Provided text:
A major concern is that the numerous governance process and operational gaps recorded in all the NEITI audit reports so far produced are yet to be addressed neither have the government shown considerable interest in addressing them. However, there are some government policies and initiative in NEITI reports.  The NNPC   still have some outstanding payment yet to be remitted to the federal government. Remediation is the process of implementing recommendations contained in the reports towards addressing the identified gaps and improving overall sector performance. Some of the recurring issues in the NEITI oil and gas report include:

  1. Weak arrangements around the domestic crude oil allocation.
  2. Opaque and discretionary license and lease award processes.
  3. Weak arrangements for monitoring and measuring crude and liquids, from well-heads to terminals.

List of tasks:
1) According to the NEITI passage, which body still has outstanding payments yet to be remitted to the federal government?
2) Please write out the entries again from the line containing "Please indicate the plaid" through the end of the entries, requests included, shifting the answer coordinates by adding 22 to every number in them.

Records for a pointing dataset
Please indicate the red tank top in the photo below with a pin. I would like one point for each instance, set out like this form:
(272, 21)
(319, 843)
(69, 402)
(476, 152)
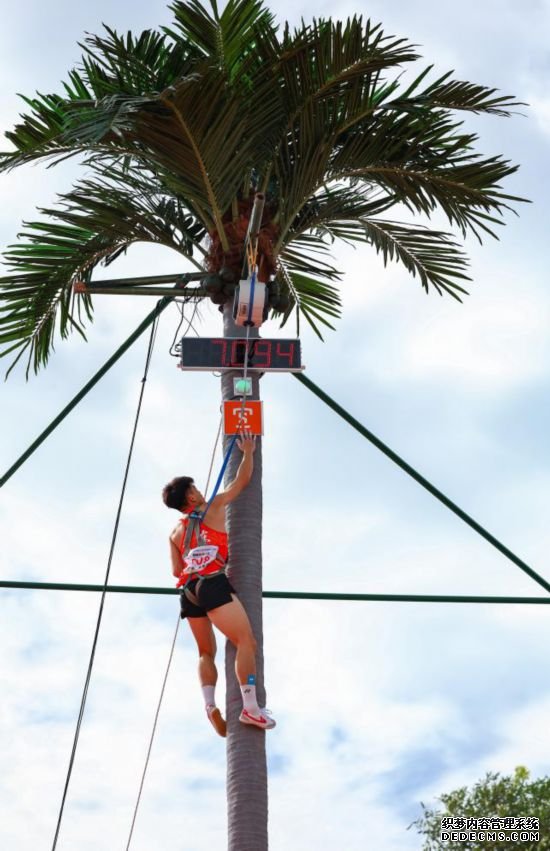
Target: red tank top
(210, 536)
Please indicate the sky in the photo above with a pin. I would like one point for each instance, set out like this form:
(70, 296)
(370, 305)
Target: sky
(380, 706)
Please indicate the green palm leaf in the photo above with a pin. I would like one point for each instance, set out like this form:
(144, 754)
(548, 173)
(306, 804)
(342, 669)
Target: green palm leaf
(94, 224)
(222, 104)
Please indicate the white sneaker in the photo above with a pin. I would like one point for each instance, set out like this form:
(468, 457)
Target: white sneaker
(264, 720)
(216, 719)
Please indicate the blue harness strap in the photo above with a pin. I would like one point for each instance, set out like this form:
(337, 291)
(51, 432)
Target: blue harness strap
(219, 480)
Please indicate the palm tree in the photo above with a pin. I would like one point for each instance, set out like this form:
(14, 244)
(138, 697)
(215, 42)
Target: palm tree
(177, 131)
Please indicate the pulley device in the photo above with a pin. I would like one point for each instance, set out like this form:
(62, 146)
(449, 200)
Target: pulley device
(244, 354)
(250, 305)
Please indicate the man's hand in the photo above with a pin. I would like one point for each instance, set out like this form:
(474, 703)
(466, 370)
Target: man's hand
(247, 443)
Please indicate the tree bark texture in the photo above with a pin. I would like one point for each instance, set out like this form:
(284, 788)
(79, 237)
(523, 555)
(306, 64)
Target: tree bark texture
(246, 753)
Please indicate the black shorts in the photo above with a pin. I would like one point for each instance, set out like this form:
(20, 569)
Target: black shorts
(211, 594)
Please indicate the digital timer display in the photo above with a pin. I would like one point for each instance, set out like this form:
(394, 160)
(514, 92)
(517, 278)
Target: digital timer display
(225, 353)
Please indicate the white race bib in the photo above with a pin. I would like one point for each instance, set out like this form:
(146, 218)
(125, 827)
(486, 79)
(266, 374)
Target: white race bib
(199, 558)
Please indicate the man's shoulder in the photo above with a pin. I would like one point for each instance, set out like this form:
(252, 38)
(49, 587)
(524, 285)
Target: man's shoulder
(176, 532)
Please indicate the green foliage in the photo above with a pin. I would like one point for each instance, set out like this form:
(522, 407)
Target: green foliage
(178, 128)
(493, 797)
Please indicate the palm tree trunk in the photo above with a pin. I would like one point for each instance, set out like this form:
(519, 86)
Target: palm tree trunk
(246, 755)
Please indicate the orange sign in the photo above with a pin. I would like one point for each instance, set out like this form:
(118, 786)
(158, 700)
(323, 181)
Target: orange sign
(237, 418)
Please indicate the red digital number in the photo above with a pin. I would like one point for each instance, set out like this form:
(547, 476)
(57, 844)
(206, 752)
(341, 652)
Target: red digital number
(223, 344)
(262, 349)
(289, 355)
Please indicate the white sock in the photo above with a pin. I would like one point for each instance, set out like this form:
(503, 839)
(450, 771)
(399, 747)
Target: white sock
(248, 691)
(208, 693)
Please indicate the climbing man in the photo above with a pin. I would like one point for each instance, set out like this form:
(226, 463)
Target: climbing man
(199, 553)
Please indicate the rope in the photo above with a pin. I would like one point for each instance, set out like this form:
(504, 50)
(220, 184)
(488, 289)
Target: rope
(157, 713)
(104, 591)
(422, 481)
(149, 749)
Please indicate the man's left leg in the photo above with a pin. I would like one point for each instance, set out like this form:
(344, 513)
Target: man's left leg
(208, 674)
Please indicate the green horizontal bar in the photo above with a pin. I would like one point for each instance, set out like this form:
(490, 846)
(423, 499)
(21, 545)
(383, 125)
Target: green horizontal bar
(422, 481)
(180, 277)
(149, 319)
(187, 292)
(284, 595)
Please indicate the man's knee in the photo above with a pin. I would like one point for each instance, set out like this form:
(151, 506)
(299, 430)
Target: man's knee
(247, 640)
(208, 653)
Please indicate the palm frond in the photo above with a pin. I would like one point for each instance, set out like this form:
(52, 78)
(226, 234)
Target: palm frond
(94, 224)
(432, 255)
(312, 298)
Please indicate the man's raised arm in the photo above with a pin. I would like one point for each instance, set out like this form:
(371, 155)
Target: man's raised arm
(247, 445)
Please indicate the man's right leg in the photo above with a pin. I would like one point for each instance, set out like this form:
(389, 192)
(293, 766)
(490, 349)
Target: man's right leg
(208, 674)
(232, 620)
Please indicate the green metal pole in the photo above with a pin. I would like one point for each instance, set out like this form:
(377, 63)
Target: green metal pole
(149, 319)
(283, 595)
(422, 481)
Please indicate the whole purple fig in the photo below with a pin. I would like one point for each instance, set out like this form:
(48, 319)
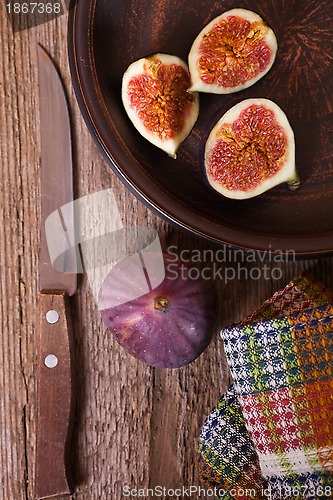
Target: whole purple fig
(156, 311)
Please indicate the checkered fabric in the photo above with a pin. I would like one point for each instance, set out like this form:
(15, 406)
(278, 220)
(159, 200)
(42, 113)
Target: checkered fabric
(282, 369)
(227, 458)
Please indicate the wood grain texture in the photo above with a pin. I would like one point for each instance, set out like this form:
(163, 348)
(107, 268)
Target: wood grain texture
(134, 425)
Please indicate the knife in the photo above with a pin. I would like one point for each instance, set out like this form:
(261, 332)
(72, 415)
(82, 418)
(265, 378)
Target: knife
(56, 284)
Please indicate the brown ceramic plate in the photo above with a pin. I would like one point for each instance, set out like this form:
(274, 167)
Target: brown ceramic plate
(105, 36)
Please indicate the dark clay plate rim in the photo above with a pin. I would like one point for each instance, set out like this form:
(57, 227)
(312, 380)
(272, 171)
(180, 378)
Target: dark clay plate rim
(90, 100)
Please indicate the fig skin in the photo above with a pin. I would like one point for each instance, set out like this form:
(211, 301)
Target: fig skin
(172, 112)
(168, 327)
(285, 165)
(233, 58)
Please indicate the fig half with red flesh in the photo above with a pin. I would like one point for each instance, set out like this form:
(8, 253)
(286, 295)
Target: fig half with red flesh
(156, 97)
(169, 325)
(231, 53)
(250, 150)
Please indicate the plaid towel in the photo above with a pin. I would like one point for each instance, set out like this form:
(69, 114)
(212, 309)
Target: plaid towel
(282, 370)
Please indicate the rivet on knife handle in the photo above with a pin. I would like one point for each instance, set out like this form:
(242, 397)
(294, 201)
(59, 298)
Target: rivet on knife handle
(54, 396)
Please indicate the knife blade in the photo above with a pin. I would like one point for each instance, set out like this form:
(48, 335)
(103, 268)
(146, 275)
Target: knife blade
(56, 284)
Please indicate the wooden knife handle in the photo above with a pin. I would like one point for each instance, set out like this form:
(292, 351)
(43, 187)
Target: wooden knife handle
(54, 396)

Results for the exercise:
1) The NNPC.

2)
Please indicate the plaid towel in the photo above with a pin. I would like one point for each instance, set out like this form:
(69, 114)
(212, 309)
Target: plaid towel
(304, 392)
Please indicate the rivet on knife handle in the photo above with a pin. I would like one point for each instance, set out like this form:
(242, 397)
(294, 201)
(59, 298)
Target: rivet on knife handle
(76, 418)
Please indicate the knife blade in the photo above with a pin. I would like one point for each instance, set out like this form:
(48, 335)
(103, 268)
(146, 275)
Target: knife blade
(78, 306)
Please indicate the wooden knife handle in the photo above with a pin. I would like one point for each instance, set out like this form:
(292, 351)
(43, 187)
Target: wooden knife handle
(76, 418)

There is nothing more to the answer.